---------- Selected excerpt
[Date Prev][Date Next][Thread Prev][Thread Next][Date Index][Thread Index]

Re: [PATCH v2 7/9] mm/memory: factor out common code from vm_normal_page_*()



On Thu, Jul 17, 2025 at 01:52:10PM +0200, David Hildenbrand wrote:
> Let's reduce the code duplication and factor out the non-pte/pmd related
> magic into vm_normal_page_pfn().
>
> To keep it simpler, check the pfn against both zero folios. We could
> optimize this, but as it's only for the !CONFIG_ARCH_HAS_PTE_SPECIAL
> case, it's not a compelling micro-optimization.
>
> With CONFIG_ARCH_HAS_PTE_SPECIAL we don't have to check anything else,
> really.
>
> It's a good question if we can even hit the !CONFIG_ARCH_HAS_PTE_SPECIAL
> scenario in the PMD case in practice: but doesn't really matter, as
> it's now all unified in vm_normal_page_pfn().
>
> Add kerneldoc for all involved functions.
>
> No functional change intended.
>
> Reviewed-by: Oscar Salvador <osalvador@xxxxxxx>
> Signed-off-by: David Hildenbrand <david@xxxxxxxxxx>
> ---
>  mm/memory.c | 183 +++++++++++++++++++++++++++++++---------------------
>  1 file changed, 109 insertions(+), 74 deletions(-)
>
> diff --git a/mm/memory.c b/mm/memory.c
> index 08d16ed7b4cc7..c43ae5e4d7644 100644
> --- a/mm/memory.c
> +++ b/mm/memory.c
> @@ -590,8 +590,13 @@ static void print_bad_page_map(struct vm_area_struct 
> *vma,
>       add_taint(TAINT_BAD_PAGE, LOCKDEP_NOW_UNRELIABLE);
>  }
>
> -/*
> - * vm_normal_page -- This function gets the "struct page" associated with a 
> pte.
--------------------
### Aim of the exercise
Copy the stretch of the patch message from "[Date Prev][Date Next][Thread" through "code from vm_normal_page_*()".
---------- Information provided
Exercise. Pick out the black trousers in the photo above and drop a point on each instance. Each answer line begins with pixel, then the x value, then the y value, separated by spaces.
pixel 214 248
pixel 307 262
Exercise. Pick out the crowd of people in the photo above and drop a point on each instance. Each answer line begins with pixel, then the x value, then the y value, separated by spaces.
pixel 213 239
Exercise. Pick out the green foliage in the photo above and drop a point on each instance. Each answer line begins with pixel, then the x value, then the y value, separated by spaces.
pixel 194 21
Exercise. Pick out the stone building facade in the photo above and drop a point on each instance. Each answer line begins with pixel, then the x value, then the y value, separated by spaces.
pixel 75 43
--------------------
### Exercise output
[Date Prev][Date Next][Thread Prev][Thread Next][Date Index][Thread Index]

Re: [PATCH v2 7/9] mm/memory: factor out common code from vm_normal_page_*()